Le débit urinaire dans le tube collecteur cortical est directement proportionnel au débit d'excrétion des osmoles lorsque l'hormone antidiurétique est active. Dans la mesure où l'hormone antidiurétique agit au cours de la plupart des 24 heures, une estimation minimale du débit urinaire dans le tube collecteur cortical peut être obtenue en divisant le débit d'excrétion osmolaire par l'osmolalité du fluide dans la partie terminale du tube collecteur cortical. Cette dernière est égale à l'osmolalité plasmatique lorsque le système ADH fonctionne. Par exemple, si l'osmolalité dans le tube collecteur cortical terminal est de 300 mosmol/kg d'eau pour chaque 300 mosmol excrétées dans l'urine, il y aura 1 litre de fluide dans la lumière du tube collecteur cortical. La principale osmole urinaire est l'urée, puis le sodium et le chlore. Un faible débit d'excrétion osmolaire peut entraîner un débit très bas d'excrétion de potassium. D'un autre côté laugmentation du débit d'excrétion de sodium et de chlore par l'administration d'un diurétique de l'anse permet d'augmenter l'excrétion de potassium simplement en augmentant le débit de fluide dans le tube collecteur cortical.
Pour obtenir une estimation semi-quantitative de la concentration de potassium dans le tube collecteur cortical, on peut corriger la concentration urinaire de potassium par la quantité d'eau réabsorbée dans le tube collecteur médullaire. Ceci peut être obtenu en divisant la concentration urinaire de potassium par le rapport Uosmol/Posmol (puisque l'osmolalité du fluide dans le tube collecteur cortical terminal équivaut à l'osmolalité plasmatique lorsque l'ADH agit). En divisant cette estimation de la concentration de potassium dans le tube collecteur cortical par la concentration plasmatique de potassium, on obtient le gradient transtubulaire de potassium (GTTK). Bien que de nombreuses hypothèses soient faites pour ce calcul, celui-ci donne une estimation semi-quantitative raisonnable de la sécrétion de potassium dans le tube collecteur cortical.

# Consigne de travail
Rédigez la suite de l'extrait sur l'excrétion du potassium dans le tube collecteur cortical, juste après sa dernière phrase.

# Données enregistrées
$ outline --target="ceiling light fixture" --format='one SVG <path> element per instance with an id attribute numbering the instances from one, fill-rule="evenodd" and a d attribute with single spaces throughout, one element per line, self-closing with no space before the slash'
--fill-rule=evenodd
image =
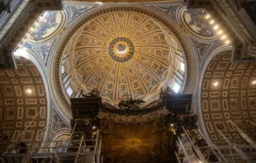
<path id="1" fill-rule="evenodd" d="M 222 40 L 225 40 L 225 38 L 226 38 L 226 35 L 222 35 L 222 36 L 221 36 L 221 39 L 222 39 Z"/>
<path id="2" fill-rule="evenodd" d="M 26 90 L 26 92 L 27 92 L 28 94 L 31 94 L 31 93 L 32 93 L 32 91 L 31 91 L 31 89 L 27 89 L 27 90 Z"/>
<path id="3" fill-rule="evenodd" d="M 217 86 L 218 85 L 219 85 L 219 82 L 218 82 L 213 83 L 213 86 Z"/>
<path id="4" fill-rule="evenodd" d="M 217 29 L 219 28 L 219 26 L 216 25 L 216 26 L 215 26 L 213 28 L 214 28 L 215 30 L 217 30 Z"/>
<path id="5" fill-rule="evenodd" d="M 228 44 L 230 43 L 230 40 L 226 40 L 225 43 Z"/>
<path id="6" fill-rule="evenodd" d="M 222 34 L 222 30 L 220 30 L 218 31 L 218 34 L 219 34 L 219 35 Z"/>

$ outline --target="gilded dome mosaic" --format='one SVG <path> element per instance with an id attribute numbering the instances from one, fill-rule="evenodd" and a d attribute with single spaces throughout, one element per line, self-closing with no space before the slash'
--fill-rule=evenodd
<path id="1" fill-rule="evenodd" d="M 173 81 L 178 47 L 157 20 L 113 12 L 86 22 L 64 53 L 73 67 L 69 72 L 77 91 L 96 88 L 103 100 L 117 104 L 130 97 L 155 100 L 159 88 Z"/>

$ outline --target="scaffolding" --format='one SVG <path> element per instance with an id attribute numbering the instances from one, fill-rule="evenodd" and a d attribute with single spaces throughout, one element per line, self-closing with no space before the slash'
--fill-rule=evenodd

# Réponse
Un GTTK inférieur à 2 suggère une cause non rénale à une hypokaliémie. Inversement, un GTTK supérieur à 10 oriente vers une cause non rénale à une hyperkaliémie. Il est important de rappeler que le calcul du GTTK est relativement exact tant que l'osmolalité urinaire est supérieure à celle du plasma et que la concentration urinaire de sodium est supérieure à 25 mmol/l, ces deux paramètres permettant de s'assurer d'un apport distal de sodium suffisant.
Lors que la concentration de potassium dans le tube collecteur cortical n'est pas appropriée à la kaliémie, il faut analyser les évènements intervenant au niveau des conductances ioniques dans ce segment du néphron. Ceci nécessite d'obtenir des informations sur les vitesses relatives de réabsorption du sodium et du chlore dans le tube collecteur cortical. Par exemple, si un patient avec une hypokaliémie a une concentration luminale de potassium supérieure à celle attendue, ceci implique un potentiel lumière négatif anormalement élevé. Ce potentiel est le résultat d'une réabsorption plus rapide de sodium ou une réabsorption plus lente de chlore dans le tube collecteur cortical. L'inverse est vrai pour l'hyperkaliémie.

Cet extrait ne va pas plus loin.